Your copy should match the records exactly, except that no pictures appear in it.
══ Task material ══
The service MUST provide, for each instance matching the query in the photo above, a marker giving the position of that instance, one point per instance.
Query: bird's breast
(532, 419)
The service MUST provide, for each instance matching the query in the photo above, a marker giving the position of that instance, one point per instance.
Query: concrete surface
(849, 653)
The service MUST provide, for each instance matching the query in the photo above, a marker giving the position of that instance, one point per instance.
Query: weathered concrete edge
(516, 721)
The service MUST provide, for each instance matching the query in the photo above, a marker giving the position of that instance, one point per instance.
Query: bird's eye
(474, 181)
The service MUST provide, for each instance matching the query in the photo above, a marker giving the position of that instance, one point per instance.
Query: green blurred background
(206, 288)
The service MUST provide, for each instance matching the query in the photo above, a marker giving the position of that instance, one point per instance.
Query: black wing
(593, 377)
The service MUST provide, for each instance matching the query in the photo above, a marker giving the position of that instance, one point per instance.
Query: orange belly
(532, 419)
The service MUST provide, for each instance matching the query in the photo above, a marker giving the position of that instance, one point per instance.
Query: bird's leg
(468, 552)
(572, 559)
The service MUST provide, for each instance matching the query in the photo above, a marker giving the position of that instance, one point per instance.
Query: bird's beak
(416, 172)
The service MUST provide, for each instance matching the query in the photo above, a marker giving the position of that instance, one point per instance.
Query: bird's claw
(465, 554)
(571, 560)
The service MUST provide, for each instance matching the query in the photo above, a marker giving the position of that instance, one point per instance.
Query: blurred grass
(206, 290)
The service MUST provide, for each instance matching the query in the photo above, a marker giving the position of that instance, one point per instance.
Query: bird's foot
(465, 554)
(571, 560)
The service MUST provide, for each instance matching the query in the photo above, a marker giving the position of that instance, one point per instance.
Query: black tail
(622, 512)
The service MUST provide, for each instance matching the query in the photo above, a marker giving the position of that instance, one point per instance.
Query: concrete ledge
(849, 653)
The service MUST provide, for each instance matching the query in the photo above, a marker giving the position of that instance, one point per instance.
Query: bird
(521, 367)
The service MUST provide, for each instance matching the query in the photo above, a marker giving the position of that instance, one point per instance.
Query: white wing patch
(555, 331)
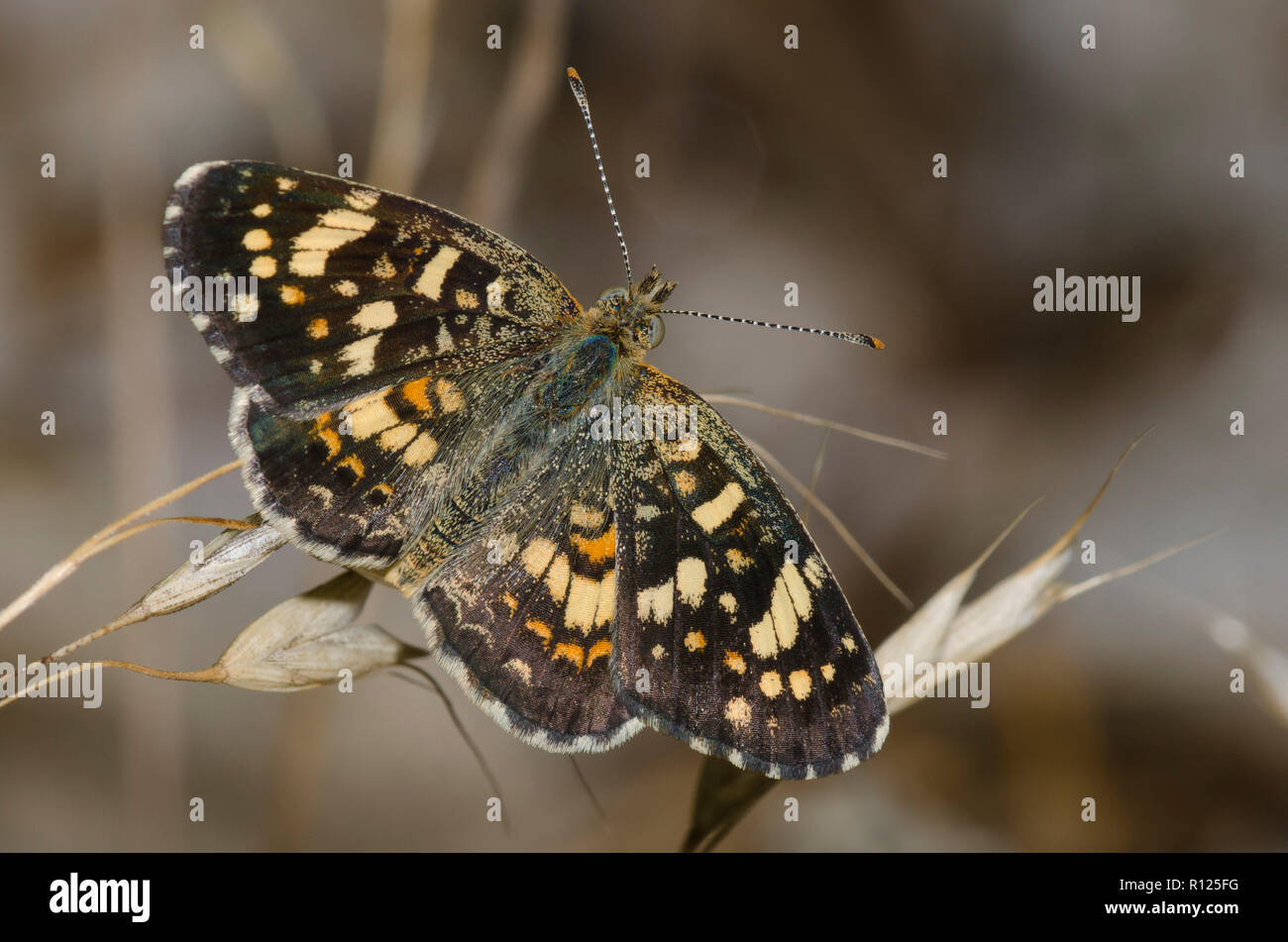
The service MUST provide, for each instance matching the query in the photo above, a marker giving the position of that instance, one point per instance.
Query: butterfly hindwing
(361, 328)
(732, 632)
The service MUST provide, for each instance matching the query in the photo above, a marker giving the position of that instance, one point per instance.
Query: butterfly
(589, 546)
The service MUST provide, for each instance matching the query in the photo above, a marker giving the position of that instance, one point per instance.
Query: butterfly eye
(656, 331)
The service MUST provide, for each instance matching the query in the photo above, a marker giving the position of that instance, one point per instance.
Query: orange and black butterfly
(589, 545)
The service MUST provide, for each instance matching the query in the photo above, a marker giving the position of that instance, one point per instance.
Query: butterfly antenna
(861, 339)
(579, 91)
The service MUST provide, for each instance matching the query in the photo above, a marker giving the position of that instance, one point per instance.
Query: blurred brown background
(767, 166)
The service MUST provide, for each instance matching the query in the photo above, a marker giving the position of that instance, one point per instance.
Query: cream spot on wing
(800, 683)
(257, 240)
(655, 603)
(430, 282)
(583, 603)
(738, 713)
(506, 546)
(263, 266)
(557, 577)
(361, 356)
(778, 628)
(537, 555)
(494, 292)
(423, 450)
(375, 315)
(334, 229)
(771, 683)
(719, 508)
(600, 649)
(691, 579)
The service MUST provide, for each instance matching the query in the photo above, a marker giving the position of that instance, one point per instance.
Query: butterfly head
(630, 315)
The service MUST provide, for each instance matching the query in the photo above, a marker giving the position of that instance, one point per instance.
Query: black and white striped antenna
(579, 91)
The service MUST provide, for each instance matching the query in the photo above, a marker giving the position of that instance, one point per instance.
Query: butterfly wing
(355, 347)
(732, 632)
(522, 596)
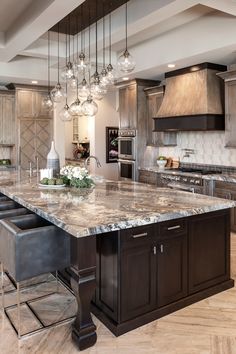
═══
Result:
The service MUST provide, for each instance matching the query in the photo above, a marker giving the position of that instance, one point per instance.
Query: bird's breast
(532, 419)
The service MUST provide, for each instance matching the query in the photo above, a marker giving the position of that instance, one point per instance.
Query: concrete surface
(849, 653)
The service MUST provide, for each instance matching the query in the photo above, a marker giving the position of that instance, one point per instance.
Query: weathered concrete edge
(516, 721)
The service MUST provide, for each instance matching the query in the photo above, a marker giving the position of that instance, one point per instance.
Query: bird's eye
(474, 181)
The service MUST provide, for each instance matching the query in the photo above, a marker giving the position of that instance, one point per instance.
Query: green blurred background
(206, 288)
The service MUST provide, for each instance matching the query in the photo above, a marker giving the position of that instance, one point per instance.
Query: black wing
(593, 377)
The service MUST provide, for each instance matching the query in the photo above, a marker giving the position of that instance, one point per instance.
Query: orange belly
(532, 419)
The service MUST provide, for each instance matching the query in the photo above, a marker giving the position of that instance, one point per instance.
Query: bird's leg
(468, 552)
(572, 559)
The service MUST provide, for each instance matching the query in the photo above, a marker giving the position of that instance, one point per instance.
Query: bird's beak
(416, 172)
The service MUST provide, for each instance matching the query in the photo above, a marker giving the position of that instance, one point per instance.
Query: bird's claw
(465, 554)
(571, 560)
The service MUST provide, for each instance matching the query in the photo above, a marker giving the position of that instance, one point per instance.
Query: blurred grass
(206, 290)
The service MUST provide, for each instance matching the query in the photo above, a marker giving the position of that instance, one point per instance.
Query: bird's foot
(465, 554)
(571, 560)
The service MUST provide, for each instance matching the query in the photo above, a marker giving the position of that instance, one point per instance.
Query: black tail
(622, 512)
The service MUST provide, for each instance matching the query in the photo above, a marker giving the position of that instance, one point per instance.
Query: concrete ledge
(849, 653)
The service MUST provide, for each instance matching the query in the photo above, a marker giving the position of that instance, one point per instance.
Query: bird
(521, 367)
The service MUST provide, for each instance matching the query in the photo above, a marker giving the position of that instance, one point per instance.
Query: white wing patch
(555, 331)
The service MUST provide, for each instance matching the query in the photo above, a marker giving the position of that instance, one point per instance.
Query: butterfly hindwing
(361, 328)
(732, 632)
The service MUST provide, for each instance matching the query in the photo above, a marker giving the position of that instance, one point per instance.
Query: butterfly
(589, 546)
The service MUST provide, for each instance matching the query in the photo above, a marker giving the position of that instance, one point per instance.
Query: butterfly eye
(656, 331)
The service MUST provide, for each instance matching the query in the photo above, a marker giving the position of that instance, one point per instance.
Query: orange and black butterfly
(589, 545)
The service MUST provide, for each instance matching the query in the photo above, a marker giving the position of that instance, one point per instance.
Query: butterfly antenna
(861, 339)
(579, 91)
The service MUST provide, for each instance matching the query in the photo above, a marker giving the position of that instance, one point per instance.
Query: blurred brown background
(767, 166)
The service MUST provide, for each instance matching the query in the photo above, a marker giving the position of that instance, one point per instance.
Query: cream spot on wing
(800, 683)
(257, 240)
(655, 603)
(430, 282)
(583, 603)
(738, 713)
(506, 546)
(263, 266)
(557, 577)
(361, 356)
(778, 628)
(537, 555)
(494, 292)
(423, 450)
(375, 315)
(334, 229)
(771, 683)
(719, 508)
(600, 649)
(691, 579)
The service MUST provide, for each instance matching the query in the photo above, a marker giving the position of that instance, one point per instance.
Query: butterfly head
(630, 315)
The service MUST provide, for each instance matching the query in the photo above, a marker giving the position of that instance, one point per instance.
Query: black and white striped antenna
(579, 91)
The service MUST provide, for each instance matching the query in the photo above, a marker giving the position of that instance, one point per instance.
Query: butterfly wing
(355, 347)
(732, 632)
(522, 596)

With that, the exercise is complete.